§ 所示文段
我尝试通过PySpark将实时Kafka数据摄取配置到HBase中。我在使用下面的代码时遇到问题,单个执行器(900+)中会有太多zk连接,这导致我的zk集群崩溃并打开了太多文件
def process_rdd(t, rdd):
if config.isDirectModel() and config.isOnUserOffsetManage():
offsetRanges = rdd.offsetRanges()
offset_counter = GetOffsetCounter(config)
offset_counter.save_offset(config["_group_id"], config["Version"], offsetRanges)
print "save kafka offset done!"
hbase_conf_ = config.get('HBaseConf', {})
hbase_conf = RenderConfigAttribute(hbase_conf_, "hbase.mapred.outputtable")

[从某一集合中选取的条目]
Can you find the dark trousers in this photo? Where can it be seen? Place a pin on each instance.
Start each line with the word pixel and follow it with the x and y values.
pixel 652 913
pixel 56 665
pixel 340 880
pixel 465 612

§ 任务简述 1
请将讲述用PySpark把Kafka数据写入HBase的文段中这句话译成英语："我尝试通过PySpark将实时Kafka数据摄取配置到HBase中。"
§ 任务简述 2
讲述用PySpark把Kafka数据写入HBase的文段在上方停住了，请从它的最后一行往下续写。

§ 练习输出 1
I am trying to configure real-time ingestion of Kafka data into HBase through PySpark.

§ 练习输出 2
rdd.map(lambda event: convertor(event, config, 'hbase_reformat')).\
filter(lambda x: x is not None).\
flatMap(lambda x: x).\
saveAsNewAPIHadoopDataset(
keyConverter=("org.apache.spark.examples.pythonconverters."
"StringToImmutableBytesWritableConverter"),
valueConverter=("org.apache.spark.examples.pythonconverters."
"StringListToPutConverter"),
conf=hbase_conf)
kafka_stream.foreachRDD(process_rdd)